_Estratto dell'intervista_
Partiamo con una domanda banale ma inevitabile: perché hai deciso di diventare un prostituto?

Ho scelto di vendere il mio corpo per non svendere il cervello, nel senso che mi sono laureato in giurisprudenza e ho iniziato a svolgere la pratica forense. Non ho intravisto nessun tipo di prospettiva, né umana né economica, ed ero in un momento di crisi.

Quella crisi è simile a quella di tanti miei coetanei. Rivendico la mia libertà e l’autonomia di disporre del mio corpo. Non è in alcun modo apologia della prostituzione né un voler infangare l’avvocatura. Il mio desiderio è solo la possibilità di rivendicare la mia libera scelta, questo perché credo che la dignità di una persona dipenda dalla propria morale, dalle proprie azioni, non da quello che abbiamo scelto come attività professionale.

Dunque questo per te è un lavoro a tutti gli effetti…

È un’attività che mi ha permesso di avere un’indipendenza economica che fare l’avvocato non mi avrebbe consentito. Ho diversi amici di università che a differenza mia spesso stentano ad arrivare a fine mese o che ci riescono con sacrifici che io per fortuna posso dire di non aver affrontato.

La prostituzione mi ha dato indipendenza, non è che sia orgoglioso o voglia vantarmene, e nemmeno pretendo che la mia scelta sia un esempio o si possa definire più furba di altre, sono semplicemente grato a questa professione. Ne rivendico la libertà.

Non sono soldi facili, sono soldi più veloci.

Come ti è venuta questa idea?

Non ero in una situazione di indigenza, la mia scelta non deriva da povertà o storie personali tristi. I miei genitori potevamo mantenermi, ma arrivare alla soglia dei 30 anni ed essere mantenuti dai genitori non è edificante.

Ricordo che era un giorno di gennaio, mese di bilanci, da poco avevo terminato la pratica da avvocato ed ero molto sfiduciato. Ero in una videochat e una persona mi propose del sesso a pagamento. Quindi accettai la proposta non per necessità economica – quelle poche centinaia di euro non mi avrebbero cambiato la vita – ma per nutrire la mia autostima, per sentirmi una volta tanto pagato da qualcuno.

Solo con il tempo ho capito che la mia autostima doveva arrivare da me stesso e non dal valore che mi attribuivano gli altri. Anzi, proprio prostituendomi ho capito che il valore con cui le persone ci valutano dipende esattamente dal valore che noi ci attribuiamo e le persone sono grate di riconoscerci questo valore.

_Materiale fornito_
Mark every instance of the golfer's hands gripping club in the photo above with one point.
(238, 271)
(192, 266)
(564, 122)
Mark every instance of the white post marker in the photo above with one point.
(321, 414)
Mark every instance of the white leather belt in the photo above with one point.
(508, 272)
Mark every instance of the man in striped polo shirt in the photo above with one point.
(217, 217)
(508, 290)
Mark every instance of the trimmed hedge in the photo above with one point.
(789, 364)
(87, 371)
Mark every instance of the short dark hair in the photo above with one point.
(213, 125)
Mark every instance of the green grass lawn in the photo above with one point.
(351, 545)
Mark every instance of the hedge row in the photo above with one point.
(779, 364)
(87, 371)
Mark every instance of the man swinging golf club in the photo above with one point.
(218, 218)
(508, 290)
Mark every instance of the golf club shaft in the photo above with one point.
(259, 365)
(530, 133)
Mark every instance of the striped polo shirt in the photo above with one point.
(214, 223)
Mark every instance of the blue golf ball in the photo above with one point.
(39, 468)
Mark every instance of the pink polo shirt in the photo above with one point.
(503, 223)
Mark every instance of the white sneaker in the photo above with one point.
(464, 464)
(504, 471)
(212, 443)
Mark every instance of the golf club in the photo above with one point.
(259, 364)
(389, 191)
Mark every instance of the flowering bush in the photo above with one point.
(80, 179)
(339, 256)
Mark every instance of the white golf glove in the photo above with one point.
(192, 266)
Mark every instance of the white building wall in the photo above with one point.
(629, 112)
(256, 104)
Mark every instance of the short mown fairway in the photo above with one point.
* * *
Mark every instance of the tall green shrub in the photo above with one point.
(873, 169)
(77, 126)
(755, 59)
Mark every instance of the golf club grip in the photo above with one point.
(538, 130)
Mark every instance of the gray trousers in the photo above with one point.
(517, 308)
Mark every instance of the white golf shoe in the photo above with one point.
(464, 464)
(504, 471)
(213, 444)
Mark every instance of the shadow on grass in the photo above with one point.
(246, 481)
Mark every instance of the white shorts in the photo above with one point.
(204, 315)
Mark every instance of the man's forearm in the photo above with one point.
==
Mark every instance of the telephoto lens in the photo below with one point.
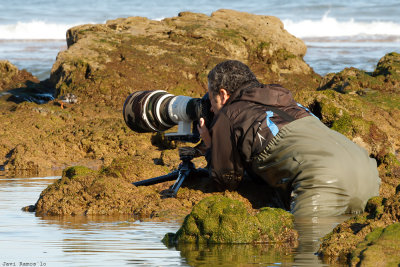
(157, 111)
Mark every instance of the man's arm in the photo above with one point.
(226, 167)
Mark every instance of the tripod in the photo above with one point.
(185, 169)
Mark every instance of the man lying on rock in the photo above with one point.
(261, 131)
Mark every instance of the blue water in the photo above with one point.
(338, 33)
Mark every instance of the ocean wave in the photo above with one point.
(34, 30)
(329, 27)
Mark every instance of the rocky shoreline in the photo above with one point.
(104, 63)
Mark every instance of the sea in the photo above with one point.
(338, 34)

_Esercizi da svolgere_
1/ Ricopia alla lettera tutta la parte dell'intervista che va da "Non sono soldi" giù fino a "pagato da qualcuno.".
2/ Riassumi l'intervista in due frasi.
Le righe sono materiale a sé, distinto dall'intervista.

_Risposte agli esercizi_
1/
Non sono soldi facili, sono soldi più veloci.

Come ti è venuta questa idea?

Non ero in una situazione di indigenza, la mia scelta non deriva da povertà o storie personali tristi. I miei genitori potevamo mantenermi, ma arrivare alla soglia dei 30 anni ed essere mantenuti dai genitori non è edificante.

Ricordo che era un giorno di gennaio, mese di bilanci, da poco avevo terminato la pratica da avvocato ed ero molto sfiduciato. Ero in una videochat e una persona mi propose del sesso a pagamento. Quindi accettai la proposta non per necessità economica – quelle poche centinaia di euro non mi avrebbero cambiato la vita – ma per nutrire la mia autostima, per sentirmi una volta tanto pagato da qualcuno.

2/ L'intervistato, laureato in giurisprudenza e sfiduciato dopo una pratica forense senza prospettive, ha scelto di prostituirsi e rivendica la libertà di disporre del proprio corpo, sostenendo che la dignità dipende dalla morale e dalle azioni e non dall'attività professionale. Racconta di aver accettato la prima proposta di sesso a pagamento in una videochat non per necessità economica ma per nutrire la propria autostima, e dice che questa attività gli ha dato un'indipendenza economica che il lavoro di avvocato non gli avrebbe consentito.